------ Selected excerpt ------

Strategy is one of the most loosely used terms in business communication. Every so often I speak to people who want to do ‘strategy’. For the life of me, I fail to grasp what strategy is and what isn’t.
But the recent acquisition of Figma by Adobe could be a starting point for us to delve deeper into what really is strategy.
For those unaware, Figma is a collaborative design tool that has been on business news headlines since the last few weeks after being acquired by Adobe, a rather traditional, and much older design tool.
Like it is mentioned in the tweet, it would be difficult for Adobe to anticipate how impactful Figma was going to be in the future.
But what about the market makes it difficult to anticipate the impact a new business can have on an established one?
Well, there are certain factors that decide how the competition pans out in the industry.
For instance, take the case of the steel business, the suppliers of the product are limited. Competition is largely limited amongst the suppliers, who already have access to the raw materials required to produce steel. Moreover, the suppliers are limited because the raw materials are also in limited supply and the customers they serve are also limited to a certain extent. The industries that directly use steel won’t suddenly increase even if there is a new supplier in the market.
It is thus relatively easy to anticipate, and gatekeep the entry and exit of any new steel business that springs up in a region. The same can’t be said of the snacks industry.
Even though McDonald’s might be the first brand that comes to your mind when you think of a quick snack, McDonald’s cannot quash the competition it has from other burger-producing companies. In fact, as more adults in India warmed up to the idea of a burger, a brand like Jumbo-King, locally available in Mumbai, started selling Vada Pav in neat packages like burgers are usually sold. McDonald’s can’t do much other than intensify their brand campaigns, manipulate pricing strategy and customize tastes to appeal to a larger audience.
The point I wish to emphasise here is that it may not always be possible to anticipate how well a new entrant thrives in an industry, or if new entrants are allowed at all.
This uncertainty makes strategising crucial. Now, strategy for an entirely new business model would mean defining its target market well, building the product or service to cater to an entirely unmet need, and fundamentally creating a new market.
But when you already have existing players in a market who have a lot more resources than you, how do you strategise to create a kind of differentiation that the incumbents cannot easily copy within their existing business model?

------ Provided material ------

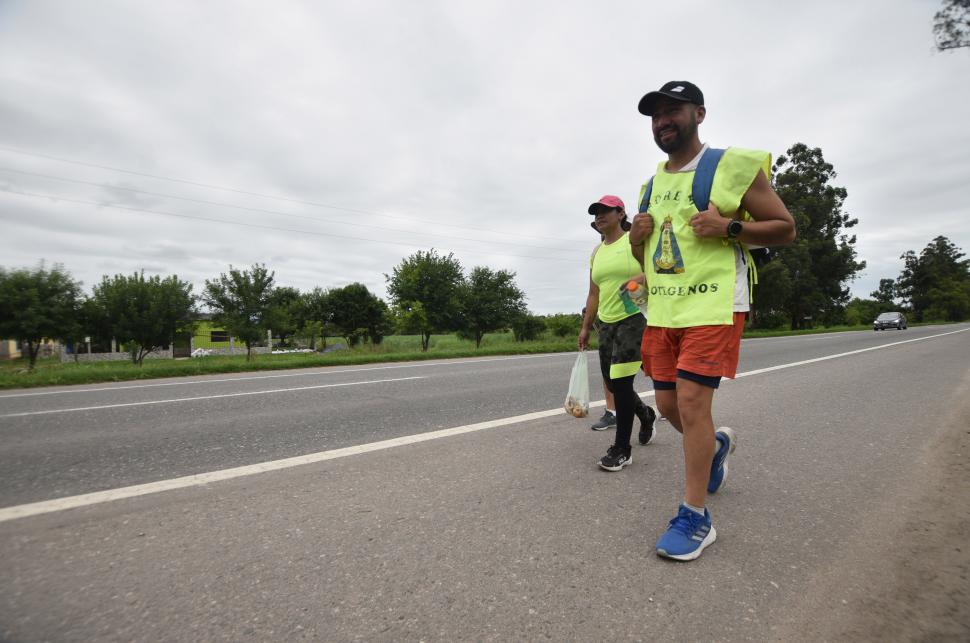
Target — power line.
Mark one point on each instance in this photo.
(269, 196)
(263, 227)
(259, 210)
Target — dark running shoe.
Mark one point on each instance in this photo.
(608, 421)
(647, 418)
(616, 458)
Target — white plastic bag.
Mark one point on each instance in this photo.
(577, 399)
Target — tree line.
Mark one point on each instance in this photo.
(807, 283)
(429, 293)
(802, 285)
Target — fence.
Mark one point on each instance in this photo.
(201, 343)
(217, 342)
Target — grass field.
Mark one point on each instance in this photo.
(14, 374)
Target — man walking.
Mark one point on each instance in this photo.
(696, 263)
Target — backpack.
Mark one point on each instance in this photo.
(700, 191)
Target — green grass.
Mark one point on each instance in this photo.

------

- Task instructions
1: From the article on business strategy above, please pull out the passage from "For those unaware, Figma" to "in the industry.".
2: Translate this sentence from the article on business strategy into Spanish: "Well, there are certain factors that decide how the competition pans out in the industry."
3: Carry the article on business strategy forward from its final sentence.

- Answers to the exercise
1:
For those unaware, Figma is a collaborative design tool that has been on business news headlines since the last few weeks after being acquired by Adobe, a rather traditional, and much older design tool.
Like it is mentioned in the tweet, it would be difficult for Adobe to anticipate how impactful Figma was going to be in the future.
But what about the market makes it difficult to anticipate the impact a new business can have on an established one?
Well, there are certain factors that decide how the competition pans out in the industry.

2: Bueno, hay ciertos factores que deciden cómo se desarrolla la competencia en la industria.

3:
This is where Counter-positioning comes in.
Take the example of Canva.
For the longest time, Adobe Photoshop ruled the field of design. If you were to work in any field involving communications- design, websites, social media, knowing Photoshop was a default. And it was a tool that professionals had to master. There was a huge learning curve associated with how well or poorly one could design.
But Canva was able to fundamentally change the question of "Who designs?"
With pre-made templates for posters, presentations, social media posts and marketing pitch decks, suddenly, design was everyone’s cup of tea.
Now, I understand that graphic designers still advocate for technical software like Photoshop for highly detailed and custom design jobs. But one cannot ignore the transformation Canva brought about by democratising design.
Canva approached the question of design differently. It actively chose to minimize the tools one had to master to create good designs. Contrast it with Adobe Photoshop, that is built around giving designers all the tools they would ever need and more, to create anything from scratch.
Adobe could not integrate Canva as a feature in Photoshop because the very ethos around which both these tools were built is very different.
In the world of strategy, this tactic is called ‘counter-positioning’.
Counter-positioning means that the product offered by a new business cannot easily be copied by an existing competitor with deep pockets because it would either go totally against their existing strategy or would be extremely expensive for them to copy.
In this regard, Canva exploited the fact that Photoshop was a technical software, requiring highly specific skills only known to a few people. Photoshop, regardless of the hold it had on the design industry, couldn’t swiftly move towards competing with Canva, because their product caters to a very different kind of customer within the same market.
To compete with Canva, Adobe had to create a totally new product called Adobe Spark. But by the time it launched, users were already hooked to the ease of using Canva.
Let’s go back to the case of Figma. Is it an example of counter-positioning?
No.
Figma cannot be considered a business that used counter-positioning as a strategy to make its mark. In the case of Figma, collaboration and superior software experience are the defenses they built to compete directly with Adobe.
Figma built a superior product catering to the same audience that used Adobe without the vision to make design accessible to all, like in the case of Canva. It competed with Adobe in the same market but with collaboration as a differentiator.
And Adobe basically sensed that one day Figma could eat its lunch. Hence, the acquisition.
Why is counter-positioning important to understand?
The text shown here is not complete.